What you are asked to do:
Rescale the rows starting at the line that contains "The component shall point out each instance of the grey" and ending at the line that contains "point(207, 226)", and give those lines again with their requests included. Multiply every coordinate in the answer points by 0.3 and round to whole numbers, halves up, but leave the numbers in the requests and their format samples unchanged.

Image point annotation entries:
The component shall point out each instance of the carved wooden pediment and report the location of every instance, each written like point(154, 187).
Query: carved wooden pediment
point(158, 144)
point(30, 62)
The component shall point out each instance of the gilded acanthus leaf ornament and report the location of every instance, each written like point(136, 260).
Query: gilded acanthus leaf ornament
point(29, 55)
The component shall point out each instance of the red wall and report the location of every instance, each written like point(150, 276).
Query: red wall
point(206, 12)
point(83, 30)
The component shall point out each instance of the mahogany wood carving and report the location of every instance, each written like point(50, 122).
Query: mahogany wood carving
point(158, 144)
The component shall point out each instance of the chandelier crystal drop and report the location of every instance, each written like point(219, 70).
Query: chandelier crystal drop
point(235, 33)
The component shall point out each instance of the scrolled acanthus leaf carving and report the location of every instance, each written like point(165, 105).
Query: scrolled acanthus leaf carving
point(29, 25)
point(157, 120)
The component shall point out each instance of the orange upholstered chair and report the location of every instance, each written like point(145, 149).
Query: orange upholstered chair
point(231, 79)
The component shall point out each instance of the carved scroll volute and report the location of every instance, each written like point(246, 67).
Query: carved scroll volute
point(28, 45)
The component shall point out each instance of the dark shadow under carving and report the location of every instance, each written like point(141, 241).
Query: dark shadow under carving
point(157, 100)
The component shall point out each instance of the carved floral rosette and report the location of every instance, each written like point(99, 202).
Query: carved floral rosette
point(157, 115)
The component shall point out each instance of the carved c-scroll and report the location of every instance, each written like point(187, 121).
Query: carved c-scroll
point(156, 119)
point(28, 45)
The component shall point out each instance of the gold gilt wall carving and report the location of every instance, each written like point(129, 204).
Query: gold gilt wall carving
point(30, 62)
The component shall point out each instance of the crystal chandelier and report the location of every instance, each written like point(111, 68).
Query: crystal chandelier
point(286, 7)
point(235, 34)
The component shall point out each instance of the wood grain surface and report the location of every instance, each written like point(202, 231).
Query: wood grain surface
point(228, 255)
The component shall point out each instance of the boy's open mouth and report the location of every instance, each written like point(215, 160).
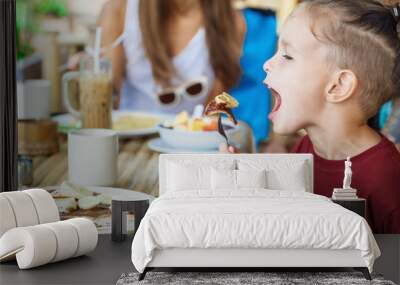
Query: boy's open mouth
point(277, 103)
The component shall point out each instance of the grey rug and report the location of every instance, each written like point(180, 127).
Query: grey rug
point(242, 278)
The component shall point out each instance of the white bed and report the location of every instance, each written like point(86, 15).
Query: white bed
point(207, 226)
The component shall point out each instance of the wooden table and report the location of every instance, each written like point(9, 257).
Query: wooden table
point(137, 167)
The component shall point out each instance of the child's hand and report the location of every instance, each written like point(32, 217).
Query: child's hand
point(223, 148)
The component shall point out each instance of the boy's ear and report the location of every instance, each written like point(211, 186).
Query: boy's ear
point(342, 86)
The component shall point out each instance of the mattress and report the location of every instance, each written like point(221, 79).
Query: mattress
point(251, 219)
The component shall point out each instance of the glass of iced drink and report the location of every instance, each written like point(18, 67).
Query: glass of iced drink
point(95, 93)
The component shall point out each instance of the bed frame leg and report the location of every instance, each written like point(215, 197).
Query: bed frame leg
point(364, 271)
point(143, 274)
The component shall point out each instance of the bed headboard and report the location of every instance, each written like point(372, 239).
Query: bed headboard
point(271, 158)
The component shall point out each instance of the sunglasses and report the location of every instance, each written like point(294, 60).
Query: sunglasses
point(191, 90)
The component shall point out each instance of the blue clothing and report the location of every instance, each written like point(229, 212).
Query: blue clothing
point(259, 45)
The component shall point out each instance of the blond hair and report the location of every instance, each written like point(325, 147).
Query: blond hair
point(362, 36)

Correct response:
The component shall point out each instance of the grey rug and report the location of every instance, each written like point(180, 127).
Query: grey rug
point(73, 83)
The component shall point out each instance of the white bed and report the location of every instance, each written like point(86, 15).
Query: white bed
point(62, 68)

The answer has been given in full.